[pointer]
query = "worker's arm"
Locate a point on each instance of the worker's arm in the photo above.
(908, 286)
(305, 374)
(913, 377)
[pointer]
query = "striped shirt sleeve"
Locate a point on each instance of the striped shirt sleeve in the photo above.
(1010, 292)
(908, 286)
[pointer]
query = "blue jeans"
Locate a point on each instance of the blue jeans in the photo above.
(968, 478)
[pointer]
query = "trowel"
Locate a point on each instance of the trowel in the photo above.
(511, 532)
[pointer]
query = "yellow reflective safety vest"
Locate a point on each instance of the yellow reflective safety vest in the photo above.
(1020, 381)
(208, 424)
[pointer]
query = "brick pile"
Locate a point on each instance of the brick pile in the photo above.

PROBLEM =>
Only lines with the string "brick" are wanted; please find each one in the listing and copy it.

OUTPUT FOR THIS EXERCISE =>
query = "brick pile"
Locate a point on each instance of the brick pile in the photo above.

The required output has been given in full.